-- begin Input --

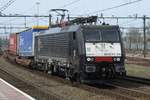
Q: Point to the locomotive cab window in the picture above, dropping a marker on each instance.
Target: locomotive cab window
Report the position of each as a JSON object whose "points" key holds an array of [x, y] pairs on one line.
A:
{"points": [[74, 35], [110, 35], [92, 35]]}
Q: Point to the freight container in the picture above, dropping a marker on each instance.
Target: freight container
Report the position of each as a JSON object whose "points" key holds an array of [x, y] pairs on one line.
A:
{"points": [[13, 43], [26, 38]]}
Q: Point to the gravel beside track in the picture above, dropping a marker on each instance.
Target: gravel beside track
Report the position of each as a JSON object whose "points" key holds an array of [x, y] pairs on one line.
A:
{"points": [[65, 90], [131, 88], [59, 90]]}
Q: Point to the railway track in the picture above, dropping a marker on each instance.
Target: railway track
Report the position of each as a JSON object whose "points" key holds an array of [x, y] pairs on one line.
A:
{"points": [[108, 90], [134, 93], [138, 80], [28, 88]]}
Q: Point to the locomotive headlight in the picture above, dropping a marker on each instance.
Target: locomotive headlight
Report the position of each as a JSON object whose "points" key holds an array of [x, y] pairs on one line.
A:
{"points": [[89, 59], [117, 59]]}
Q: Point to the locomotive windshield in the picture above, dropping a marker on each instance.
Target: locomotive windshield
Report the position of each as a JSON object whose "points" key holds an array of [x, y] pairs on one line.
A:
{"points": [[101, 35]]}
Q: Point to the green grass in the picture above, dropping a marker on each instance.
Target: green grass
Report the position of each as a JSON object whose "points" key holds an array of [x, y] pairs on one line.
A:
{"points": [[138, 70]]}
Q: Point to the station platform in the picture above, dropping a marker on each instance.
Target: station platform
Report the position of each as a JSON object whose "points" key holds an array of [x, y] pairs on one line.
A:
{"points": [[9, 92]]}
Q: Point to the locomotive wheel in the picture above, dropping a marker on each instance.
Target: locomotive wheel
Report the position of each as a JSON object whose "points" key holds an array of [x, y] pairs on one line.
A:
{"points": [[79, 78], [51, 70]]}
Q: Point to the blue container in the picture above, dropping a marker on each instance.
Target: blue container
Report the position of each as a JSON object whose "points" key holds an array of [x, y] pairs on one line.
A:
{"points": [[26, 42]]}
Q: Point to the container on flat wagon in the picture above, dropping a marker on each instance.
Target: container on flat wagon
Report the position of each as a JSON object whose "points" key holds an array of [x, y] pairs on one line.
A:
{"points": [[13, 43], [26, 38]]}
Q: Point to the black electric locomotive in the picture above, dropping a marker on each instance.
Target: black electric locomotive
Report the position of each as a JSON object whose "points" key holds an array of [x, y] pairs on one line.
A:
{"points": [[87, 53]]}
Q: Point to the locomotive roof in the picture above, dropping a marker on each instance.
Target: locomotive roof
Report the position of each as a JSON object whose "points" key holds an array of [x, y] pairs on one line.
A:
{"points": [[74, 28]]}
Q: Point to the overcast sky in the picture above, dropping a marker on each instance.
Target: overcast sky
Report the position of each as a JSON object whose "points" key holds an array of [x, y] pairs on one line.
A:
{"points": [[79, 8], [82, 7]]}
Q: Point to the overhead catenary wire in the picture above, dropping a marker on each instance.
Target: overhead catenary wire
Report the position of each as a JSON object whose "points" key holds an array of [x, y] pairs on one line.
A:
{"points": [[114, 7], [69, 4]]}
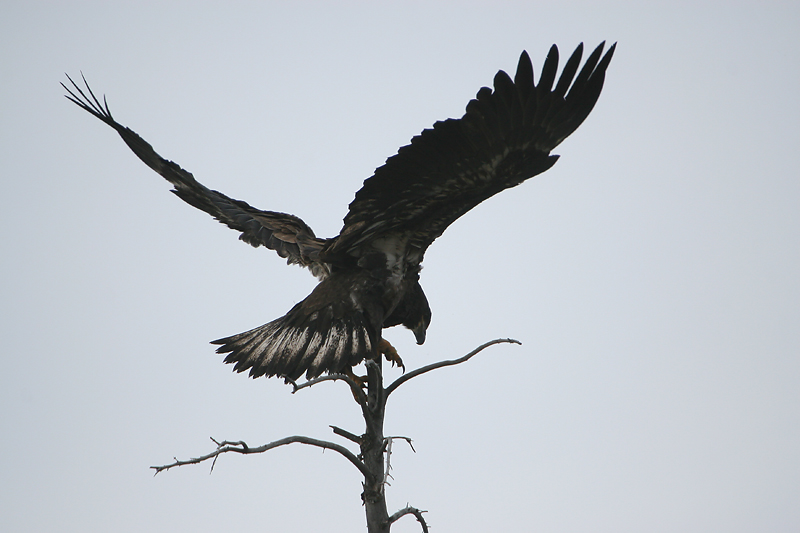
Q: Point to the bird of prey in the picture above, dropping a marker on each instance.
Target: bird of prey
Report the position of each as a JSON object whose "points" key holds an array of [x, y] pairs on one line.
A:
{"points": [[369, 273]]}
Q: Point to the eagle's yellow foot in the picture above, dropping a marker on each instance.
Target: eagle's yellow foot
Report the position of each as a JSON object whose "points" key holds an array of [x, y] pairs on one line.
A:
{"points": [[390, 353]]}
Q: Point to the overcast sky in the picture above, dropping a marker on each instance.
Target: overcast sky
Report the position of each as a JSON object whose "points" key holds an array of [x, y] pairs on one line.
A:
{"points": [[652, 274]]}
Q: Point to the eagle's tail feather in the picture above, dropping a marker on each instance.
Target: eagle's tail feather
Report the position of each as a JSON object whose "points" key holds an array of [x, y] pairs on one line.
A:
{"points": [[295, 343]]}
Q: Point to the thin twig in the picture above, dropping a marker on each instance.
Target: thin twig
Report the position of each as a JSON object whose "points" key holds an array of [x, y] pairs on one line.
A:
{"points": [[241, 447], [433, 366], [410, 510]]}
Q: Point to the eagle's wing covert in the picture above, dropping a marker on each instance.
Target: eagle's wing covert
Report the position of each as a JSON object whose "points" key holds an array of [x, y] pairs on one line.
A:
{"points": [[504, 138], [286, 234]]}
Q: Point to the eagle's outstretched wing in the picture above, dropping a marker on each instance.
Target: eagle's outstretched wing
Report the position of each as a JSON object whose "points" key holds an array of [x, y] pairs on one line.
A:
{"points": [[286, 234], [504, 138]]}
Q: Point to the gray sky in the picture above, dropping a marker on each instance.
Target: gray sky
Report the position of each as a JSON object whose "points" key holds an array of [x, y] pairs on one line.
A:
{"points": [[652, 274]]}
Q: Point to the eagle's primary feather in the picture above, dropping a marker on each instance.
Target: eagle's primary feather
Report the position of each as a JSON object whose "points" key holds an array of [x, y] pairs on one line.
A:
{"points": [[369, 273]]}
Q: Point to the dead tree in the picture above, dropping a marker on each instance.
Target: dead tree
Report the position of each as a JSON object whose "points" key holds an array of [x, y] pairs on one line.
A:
{"points": [[373, 458]]}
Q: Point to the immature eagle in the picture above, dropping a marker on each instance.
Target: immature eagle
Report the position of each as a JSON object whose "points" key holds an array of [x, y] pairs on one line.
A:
{"points": [[369, 273]]}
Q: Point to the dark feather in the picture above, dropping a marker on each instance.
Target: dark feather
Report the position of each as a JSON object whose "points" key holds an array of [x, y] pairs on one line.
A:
{"points": [[370, 272]]}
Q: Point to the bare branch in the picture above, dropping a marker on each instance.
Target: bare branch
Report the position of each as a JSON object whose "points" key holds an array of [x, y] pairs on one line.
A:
{"points": [[357, 392], [422, 370], [410, 510], [346, 434], [241, 447]]}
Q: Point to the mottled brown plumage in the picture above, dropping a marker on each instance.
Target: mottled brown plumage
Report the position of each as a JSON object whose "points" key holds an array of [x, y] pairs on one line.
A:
{"points": [[369, 273]]}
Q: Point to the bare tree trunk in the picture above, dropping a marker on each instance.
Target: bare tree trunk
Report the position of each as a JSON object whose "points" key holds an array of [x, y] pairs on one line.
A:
{"points": [[372, 449], [374, 445]]}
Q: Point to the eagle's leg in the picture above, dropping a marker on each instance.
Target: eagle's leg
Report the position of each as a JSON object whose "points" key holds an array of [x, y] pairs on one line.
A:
{"points": [[361, 381], [390, 353]]}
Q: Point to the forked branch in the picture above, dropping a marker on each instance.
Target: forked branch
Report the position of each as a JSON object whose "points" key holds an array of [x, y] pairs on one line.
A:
{"points": [[410, 510], [433, 366], [241, 447]]}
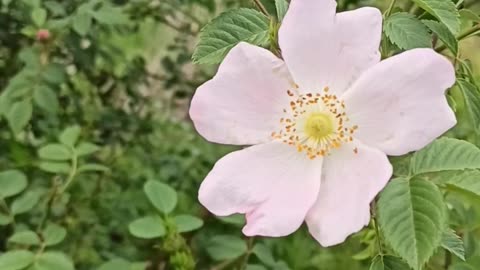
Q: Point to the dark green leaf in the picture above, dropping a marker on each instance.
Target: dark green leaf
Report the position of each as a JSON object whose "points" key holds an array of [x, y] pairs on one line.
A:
{"points": [[227, 30], [407, 32], [412, 216]]}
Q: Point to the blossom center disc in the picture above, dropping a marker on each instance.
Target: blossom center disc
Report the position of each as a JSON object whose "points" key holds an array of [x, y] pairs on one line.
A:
{"points": [[315, 123], [318, 126]]}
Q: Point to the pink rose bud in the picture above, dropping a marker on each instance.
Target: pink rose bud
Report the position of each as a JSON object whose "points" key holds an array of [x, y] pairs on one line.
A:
{"points": [[43, 35]]}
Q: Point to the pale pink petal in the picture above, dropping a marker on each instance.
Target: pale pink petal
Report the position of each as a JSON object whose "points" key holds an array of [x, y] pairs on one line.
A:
{"points": [[399, 105], [323, 49], [243, 103], [271, 183], [349, 183]]}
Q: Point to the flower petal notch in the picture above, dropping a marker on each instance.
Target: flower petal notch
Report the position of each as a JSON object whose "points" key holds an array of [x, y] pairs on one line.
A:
{"points": [[319, 122]]}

-- end Input --

**Your objective**. Copy the material verbatim, starting at the line that contains "Q: Point to the pale" and ending with the final line of the material, including both of those lines.

**Result of this task**.
Q: Point to the pale pink petal in the picture above, dropping a marker on each instance.
Target: pale pink petal
Report the position of each as a JSON object whose "points" key holds an array of [x, y] pairs on one line.
A:
{"points": [[399, 105], [323, 49], [243, 103], [271, 183], [349, 183]]}
Q: Point to the flower petal notch in the picture above, dropping a marker on each instance.
Target: flower petal notch
Report the position of each as a JSON object whose "points" key holds an array of [x, y] pairs on one line.
A:
{"points": [[319, 122]]}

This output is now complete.